_RECORDS FOR THIS TASK:_

# # # # #

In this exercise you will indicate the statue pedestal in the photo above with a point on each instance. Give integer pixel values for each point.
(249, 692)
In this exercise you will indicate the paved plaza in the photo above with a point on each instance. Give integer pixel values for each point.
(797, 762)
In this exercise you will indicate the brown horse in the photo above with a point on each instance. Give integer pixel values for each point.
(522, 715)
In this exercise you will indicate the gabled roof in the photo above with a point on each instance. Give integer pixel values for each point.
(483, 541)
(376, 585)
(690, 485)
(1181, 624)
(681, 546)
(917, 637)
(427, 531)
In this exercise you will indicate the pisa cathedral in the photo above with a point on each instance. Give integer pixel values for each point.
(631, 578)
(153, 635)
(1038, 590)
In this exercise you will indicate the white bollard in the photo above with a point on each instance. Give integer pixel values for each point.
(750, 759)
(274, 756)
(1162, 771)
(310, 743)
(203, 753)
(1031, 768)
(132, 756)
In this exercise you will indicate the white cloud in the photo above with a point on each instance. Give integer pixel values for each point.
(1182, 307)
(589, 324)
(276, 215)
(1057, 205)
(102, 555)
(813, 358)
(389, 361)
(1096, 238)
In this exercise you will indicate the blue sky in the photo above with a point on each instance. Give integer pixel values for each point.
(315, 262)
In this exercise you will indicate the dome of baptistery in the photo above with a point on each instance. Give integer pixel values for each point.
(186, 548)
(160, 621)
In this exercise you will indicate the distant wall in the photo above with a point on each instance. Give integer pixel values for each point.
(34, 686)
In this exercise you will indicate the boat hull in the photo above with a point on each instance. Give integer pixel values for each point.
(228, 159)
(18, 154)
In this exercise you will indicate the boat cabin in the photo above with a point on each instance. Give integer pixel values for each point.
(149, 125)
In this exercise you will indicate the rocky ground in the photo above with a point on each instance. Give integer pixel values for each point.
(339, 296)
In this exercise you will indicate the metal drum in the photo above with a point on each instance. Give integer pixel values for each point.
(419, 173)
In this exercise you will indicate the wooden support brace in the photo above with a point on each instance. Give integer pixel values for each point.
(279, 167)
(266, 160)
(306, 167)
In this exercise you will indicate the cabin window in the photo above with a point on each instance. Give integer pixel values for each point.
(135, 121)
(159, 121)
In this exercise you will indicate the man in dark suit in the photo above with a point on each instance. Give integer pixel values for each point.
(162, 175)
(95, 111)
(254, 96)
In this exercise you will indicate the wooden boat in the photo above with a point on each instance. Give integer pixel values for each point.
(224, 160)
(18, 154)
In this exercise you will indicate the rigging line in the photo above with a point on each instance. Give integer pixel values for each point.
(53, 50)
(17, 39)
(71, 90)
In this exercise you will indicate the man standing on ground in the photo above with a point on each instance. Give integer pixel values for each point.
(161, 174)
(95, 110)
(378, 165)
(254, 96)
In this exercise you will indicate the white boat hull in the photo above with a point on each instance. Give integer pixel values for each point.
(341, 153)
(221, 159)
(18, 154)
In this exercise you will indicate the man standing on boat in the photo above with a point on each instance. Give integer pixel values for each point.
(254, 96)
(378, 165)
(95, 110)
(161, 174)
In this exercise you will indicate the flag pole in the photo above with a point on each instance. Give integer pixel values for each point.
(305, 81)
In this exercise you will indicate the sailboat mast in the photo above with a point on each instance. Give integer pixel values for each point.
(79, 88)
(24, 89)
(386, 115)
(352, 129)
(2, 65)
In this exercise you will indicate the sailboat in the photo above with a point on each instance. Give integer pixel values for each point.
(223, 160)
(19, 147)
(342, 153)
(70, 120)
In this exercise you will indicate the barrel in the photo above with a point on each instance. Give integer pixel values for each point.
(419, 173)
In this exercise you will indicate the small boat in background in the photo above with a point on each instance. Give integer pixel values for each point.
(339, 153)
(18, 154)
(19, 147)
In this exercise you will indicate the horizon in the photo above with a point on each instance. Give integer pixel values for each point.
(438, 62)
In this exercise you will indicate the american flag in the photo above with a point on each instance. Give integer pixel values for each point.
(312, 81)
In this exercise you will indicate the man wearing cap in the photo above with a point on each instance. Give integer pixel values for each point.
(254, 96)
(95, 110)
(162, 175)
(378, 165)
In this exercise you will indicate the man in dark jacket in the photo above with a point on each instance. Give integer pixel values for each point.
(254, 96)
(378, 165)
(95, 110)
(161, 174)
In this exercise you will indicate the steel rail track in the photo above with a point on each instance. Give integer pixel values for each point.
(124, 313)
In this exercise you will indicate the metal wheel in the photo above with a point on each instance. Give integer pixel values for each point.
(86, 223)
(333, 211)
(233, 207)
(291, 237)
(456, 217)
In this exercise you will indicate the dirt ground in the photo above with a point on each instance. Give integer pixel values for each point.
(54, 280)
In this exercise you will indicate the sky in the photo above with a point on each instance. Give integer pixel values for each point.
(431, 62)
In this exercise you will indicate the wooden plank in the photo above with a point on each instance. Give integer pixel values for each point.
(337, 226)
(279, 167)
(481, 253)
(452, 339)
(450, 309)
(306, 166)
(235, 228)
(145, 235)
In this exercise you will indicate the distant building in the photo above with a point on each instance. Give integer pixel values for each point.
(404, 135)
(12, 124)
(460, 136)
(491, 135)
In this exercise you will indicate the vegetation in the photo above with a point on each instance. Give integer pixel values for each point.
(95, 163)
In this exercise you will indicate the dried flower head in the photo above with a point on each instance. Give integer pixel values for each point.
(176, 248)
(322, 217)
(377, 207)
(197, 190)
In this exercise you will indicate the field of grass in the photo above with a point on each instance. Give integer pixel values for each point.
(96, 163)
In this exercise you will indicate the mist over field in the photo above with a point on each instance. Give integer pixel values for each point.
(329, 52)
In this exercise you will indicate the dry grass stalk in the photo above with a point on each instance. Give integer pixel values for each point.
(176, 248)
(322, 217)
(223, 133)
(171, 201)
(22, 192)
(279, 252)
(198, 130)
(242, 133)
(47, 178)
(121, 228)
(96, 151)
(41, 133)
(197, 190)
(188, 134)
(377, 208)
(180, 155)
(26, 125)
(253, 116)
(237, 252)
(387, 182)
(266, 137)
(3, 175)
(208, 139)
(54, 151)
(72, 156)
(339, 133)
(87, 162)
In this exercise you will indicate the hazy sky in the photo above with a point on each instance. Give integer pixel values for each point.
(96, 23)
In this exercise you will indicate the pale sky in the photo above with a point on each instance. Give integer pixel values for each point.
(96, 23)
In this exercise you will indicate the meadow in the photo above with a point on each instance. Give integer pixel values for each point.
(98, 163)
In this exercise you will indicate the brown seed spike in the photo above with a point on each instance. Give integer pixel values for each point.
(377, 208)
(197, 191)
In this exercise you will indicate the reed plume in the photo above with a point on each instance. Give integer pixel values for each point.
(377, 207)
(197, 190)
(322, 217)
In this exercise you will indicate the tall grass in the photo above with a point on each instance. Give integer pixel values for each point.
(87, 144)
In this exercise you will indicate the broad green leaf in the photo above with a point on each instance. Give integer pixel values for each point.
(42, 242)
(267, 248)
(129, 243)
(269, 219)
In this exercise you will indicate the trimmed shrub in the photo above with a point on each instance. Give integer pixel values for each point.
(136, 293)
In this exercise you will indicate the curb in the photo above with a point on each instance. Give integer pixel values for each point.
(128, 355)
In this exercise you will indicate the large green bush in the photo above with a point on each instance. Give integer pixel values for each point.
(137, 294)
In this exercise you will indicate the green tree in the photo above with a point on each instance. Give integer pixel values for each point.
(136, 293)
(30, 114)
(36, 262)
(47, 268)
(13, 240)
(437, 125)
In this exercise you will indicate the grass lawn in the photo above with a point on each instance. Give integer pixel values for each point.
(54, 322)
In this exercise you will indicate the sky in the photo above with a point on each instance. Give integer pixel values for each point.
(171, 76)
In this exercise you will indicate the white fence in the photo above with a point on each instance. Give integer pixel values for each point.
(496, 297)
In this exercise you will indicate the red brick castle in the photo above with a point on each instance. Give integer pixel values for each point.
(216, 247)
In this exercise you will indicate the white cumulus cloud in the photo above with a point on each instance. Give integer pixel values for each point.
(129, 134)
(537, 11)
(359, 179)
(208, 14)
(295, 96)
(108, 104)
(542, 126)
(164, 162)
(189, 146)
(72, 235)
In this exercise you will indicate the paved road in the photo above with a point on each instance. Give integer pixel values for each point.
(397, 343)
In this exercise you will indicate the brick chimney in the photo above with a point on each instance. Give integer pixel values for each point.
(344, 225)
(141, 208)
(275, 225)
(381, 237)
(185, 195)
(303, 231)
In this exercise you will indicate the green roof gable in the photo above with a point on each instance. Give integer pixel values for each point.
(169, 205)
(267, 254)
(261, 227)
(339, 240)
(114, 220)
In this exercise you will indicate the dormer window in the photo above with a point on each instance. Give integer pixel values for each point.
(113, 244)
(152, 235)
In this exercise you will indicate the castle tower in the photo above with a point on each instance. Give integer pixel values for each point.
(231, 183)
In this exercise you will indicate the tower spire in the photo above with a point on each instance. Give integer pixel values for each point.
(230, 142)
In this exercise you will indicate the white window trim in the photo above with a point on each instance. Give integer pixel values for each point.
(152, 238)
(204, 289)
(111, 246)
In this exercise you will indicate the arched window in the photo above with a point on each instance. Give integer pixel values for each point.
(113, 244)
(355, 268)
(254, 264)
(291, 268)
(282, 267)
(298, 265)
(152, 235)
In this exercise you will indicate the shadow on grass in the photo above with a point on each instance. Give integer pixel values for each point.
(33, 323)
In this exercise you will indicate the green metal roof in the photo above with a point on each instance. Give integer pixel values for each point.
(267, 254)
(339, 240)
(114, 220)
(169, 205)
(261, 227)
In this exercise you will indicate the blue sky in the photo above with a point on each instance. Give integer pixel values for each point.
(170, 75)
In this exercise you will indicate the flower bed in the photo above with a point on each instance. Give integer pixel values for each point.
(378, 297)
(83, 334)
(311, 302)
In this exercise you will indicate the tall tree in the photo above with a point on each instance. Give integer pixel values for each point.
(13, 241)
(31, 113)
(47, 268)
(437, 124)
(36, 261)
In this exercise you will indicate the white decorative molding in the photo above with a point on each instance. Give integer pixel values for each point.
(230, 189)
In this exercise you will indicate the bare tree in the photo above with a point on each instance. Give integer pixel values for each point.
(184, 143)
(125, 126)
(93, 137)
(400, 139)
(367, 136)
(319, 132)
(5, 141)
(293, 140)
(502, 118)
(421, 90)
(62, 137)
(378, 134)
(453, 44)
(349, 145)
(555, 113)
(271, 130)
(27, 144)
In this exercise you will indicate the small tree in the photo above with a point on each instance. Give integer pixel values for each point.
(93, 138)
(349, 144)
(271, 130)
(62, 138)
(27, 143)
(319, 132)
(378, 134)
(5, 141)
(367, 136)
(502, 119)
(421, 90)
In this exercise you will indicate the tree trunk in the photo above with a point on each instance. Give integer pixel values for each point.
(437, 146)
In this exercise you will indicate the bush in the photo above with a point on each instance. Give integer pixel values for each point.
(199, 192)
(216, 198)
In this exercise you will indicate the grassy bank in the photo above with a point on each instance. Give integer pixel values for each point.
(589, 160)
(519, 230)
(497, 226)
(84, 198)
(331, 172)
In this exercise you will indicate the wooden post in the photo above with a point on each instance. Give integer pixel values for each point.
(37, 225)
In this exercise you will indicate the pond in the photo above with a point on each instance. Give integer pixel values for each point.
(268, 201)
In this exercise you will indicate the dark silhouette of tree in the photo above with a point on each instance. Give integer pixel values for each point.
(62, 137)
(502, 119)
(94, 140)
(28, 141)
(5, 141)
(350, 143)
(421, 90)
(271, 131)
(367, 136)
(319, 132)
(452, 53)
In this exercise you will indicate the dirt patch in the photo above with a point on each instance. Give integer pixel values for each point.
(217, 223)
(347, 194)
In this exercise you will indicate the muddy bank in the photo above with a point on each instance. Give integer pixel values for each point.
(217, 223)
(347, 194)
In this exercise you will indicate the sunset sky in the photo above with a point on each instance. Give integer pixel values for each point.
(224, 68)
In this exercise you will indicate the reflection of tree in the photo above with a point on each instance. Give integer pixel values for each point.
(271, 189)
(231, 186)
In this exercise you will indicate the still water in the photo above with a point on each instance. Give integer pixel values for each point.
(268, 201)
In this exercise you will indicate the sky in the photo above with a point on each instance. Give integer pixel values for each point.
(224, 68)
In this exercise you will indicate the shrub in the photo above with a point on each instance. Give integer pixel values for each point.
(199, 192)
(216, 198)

# # # # #

_ASSIGNED TASK:_ Leave out every line ahead of the one containing "In this exercise you will indicate the reflection" and print the rest of the listing exactly.

_RESULT FOR THIS TASK:_
In this exercise you will indicate the reflection of tree in the photo above with a point on each instance. Give integer pixel values for each point.
(271, 189)
(231, 186)
In this exercise you will indicate the still water in the photo above with a point on each instance. Give integer pixel values for each point.
(268, 201)
In this exercise you will indicate the sky in the photo above with a point on each instance. Give integer pixel values for each point.
(224, 68)
In this exercise you will indicate the shrub in the photo above with a point on each instance. Give integer pixel values for each point.
(199, 192)
(216, 198)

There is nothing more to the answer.